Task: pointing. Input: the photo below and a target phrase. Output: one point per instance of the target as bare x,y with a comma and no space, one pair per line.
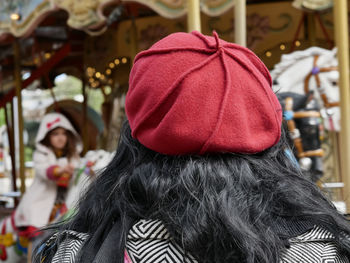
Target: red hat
195,94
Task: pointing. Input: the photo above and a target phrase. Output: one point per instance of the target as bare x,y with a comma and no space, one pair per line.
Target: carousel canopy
20,17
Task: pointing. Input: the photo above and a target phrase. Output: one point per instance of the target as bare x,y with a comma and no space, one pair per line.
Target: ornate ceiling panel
88,15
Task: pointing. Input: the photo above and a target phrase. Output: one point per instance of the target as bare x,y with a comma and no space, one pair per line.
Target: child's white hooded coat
38,201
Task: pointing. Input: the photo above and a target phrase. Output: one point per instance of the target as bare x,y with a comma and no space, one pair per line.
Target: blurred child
57,154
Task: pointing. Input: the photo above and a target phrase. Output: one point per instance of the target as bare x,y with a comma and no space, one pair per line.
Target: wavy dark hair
219,207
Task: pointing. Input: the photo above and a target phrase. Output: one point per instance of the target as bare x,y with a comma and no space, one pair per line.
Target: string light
15,16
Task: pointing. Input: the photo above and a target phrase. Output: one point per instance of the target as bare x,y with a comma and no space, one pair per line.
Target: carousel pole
9,126
134,40
240,22
85,117
18,83
342,41
193,15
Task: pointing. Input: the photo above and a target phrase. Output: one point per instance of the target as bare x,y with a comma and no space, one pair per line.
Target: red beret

=-=-=-=-=

• EXERCISE DETAILS:
Rewrite every line of the listing above, requests included, and shift each x and y coordinate in the answers by -77. Leave the pictures out.

• ANSWER TO THE PROBLEM:
Task: pointing. Input: the photo below and a target phrase. Output: one point per instance of the target as bare x,y with a comma and no space, one pair per line.
Target: red hat
118,17
Task: pointing. Input: the photo above and a target phrase. Output: one point per instance of the target as bare x,y with a comma and no space, one pair per line.
Target: carousel canopy
-57,-60
Task: pointing. Input: the photo above and a target phrase. Output: one point per instance of the target as bare x,y with a comma and no space, one pair per line.
Target: ornate ceiling panel
11,-62
Task: pointing. Input: the photo above and a target phrase. Output: one point per instance of the target as bare x,y with a comma and no space, one pair per line.
Target: child's white hooded coat
-39,124
Task: pointing. Input: the photo above and a target phrase. Output: one point per instance of the target as bare x,y with a comma and no space, one pair per line.
Target: blurred child
-20,77
Task: pointing. Input: the photo above and a target phrase. Output: one point per instance of the target as bare x,y with a comma and no space, one pair per line.
Target: wavy dark hair
142,130
Task: pointing. Input: the photo above and a target phrase. Output: one point per instance of the target as bare x,y with a comma and no space, one pair per line.
Target: string light
-62,-61
Task: pointing. Input: the photo above and a target phrase. Output: one point per instance of the target as bare x,y with a comma and no space, one pair per line.
Target: carousel pole
-68,49
57,-37
163,-55
8,40
-59,6
265,-36
116,-62
Task: pointing. Input: the photo above and a target phrase. Output: one point per instance of the target as bare x,y with a comma and no space, one pair per line.
Target: red beret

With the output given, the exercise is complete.